> [The exercise] Rewrite the records below with every "instance" changed to "occurrence" and everything else left as it is, omitting the pictures.

==*==

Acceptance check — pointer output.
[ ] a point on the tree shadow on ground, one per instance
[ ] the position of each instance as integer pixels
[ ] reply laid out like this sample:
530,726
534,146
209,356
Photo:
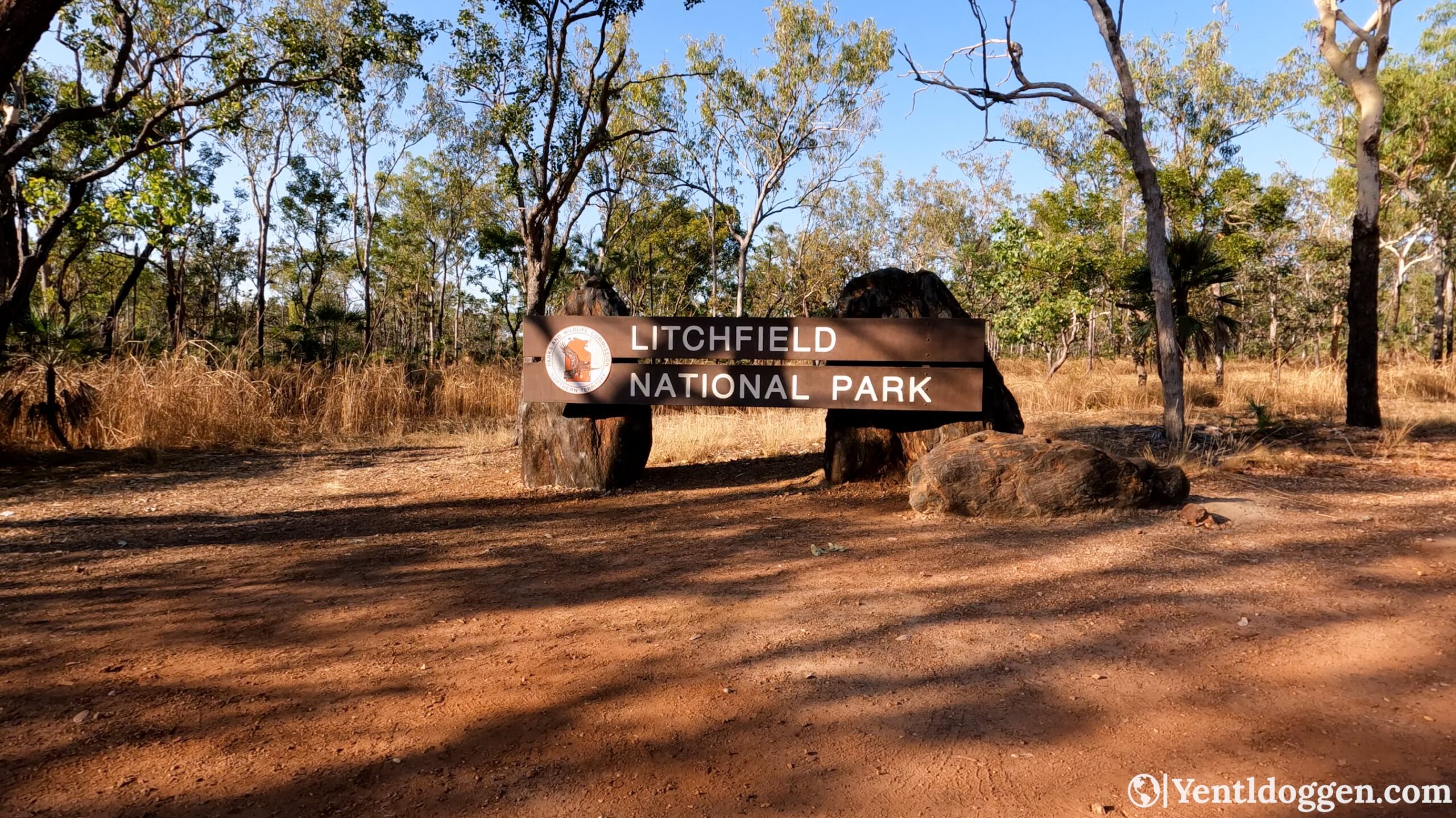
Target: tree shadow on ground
635,653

==*==

> [Answer to the task]
Acceptance check — pointer output.
[ ] a point on the tree shadow on ground, one per occurrence
[ ] the position of each occurrence as integer pixels
[ ] reply laid out like this sample:
530,726
534,146
209,356
Photo:
Target: tree shadow on ground
635,653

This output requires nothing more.